§ **Your assignment**
Return every line of the data exactly as it stands.
=== Dataset extract ===
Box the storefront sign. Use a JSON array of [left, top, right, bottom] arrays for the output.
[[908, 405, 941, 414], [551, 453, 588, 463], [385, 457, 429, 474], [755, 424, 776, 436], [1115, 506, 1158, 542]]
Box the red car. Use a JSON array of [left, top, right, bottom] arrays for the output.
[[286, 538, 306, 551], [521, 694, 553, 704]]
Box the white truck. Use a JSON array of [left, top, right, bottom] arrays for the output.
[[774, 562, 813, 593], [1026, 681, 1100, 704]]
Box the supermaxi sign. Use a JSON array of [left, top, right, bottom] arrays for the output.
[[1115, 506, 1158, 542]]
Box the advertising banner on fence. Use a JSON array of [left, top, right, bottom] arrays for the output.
===
§ **Answer to this problem**
Box the storefront sign. Use a JSON array of [left, top, right, bottom] arrays for the output.
[[908, 405, 941, 414], [551, 453, 588, 463], [385, 457, 429, 474], [755, 424, 776, 436], [1115, 506, 1158, 542]]
Box the red car. Use a JSON array of [left, top, right, bottom] arrays for the output.
[[286, 538, 306, 551], [521, 694, 553, 704]]
Box the white truck. Use a JSON array of [left, top, right, bottom] arrays for the output.
[[774, 562, 813, 593], [1026, 681, 1100, 704]]
Box the supermaxi sign. Use a JSON array of [left, top, right, bottom] arrays for the output.
[[1115, 506, 1158, 542]]
Box the advertising banner on fence. Use a JSON array of [left, top, right, bottom] arrays for the output.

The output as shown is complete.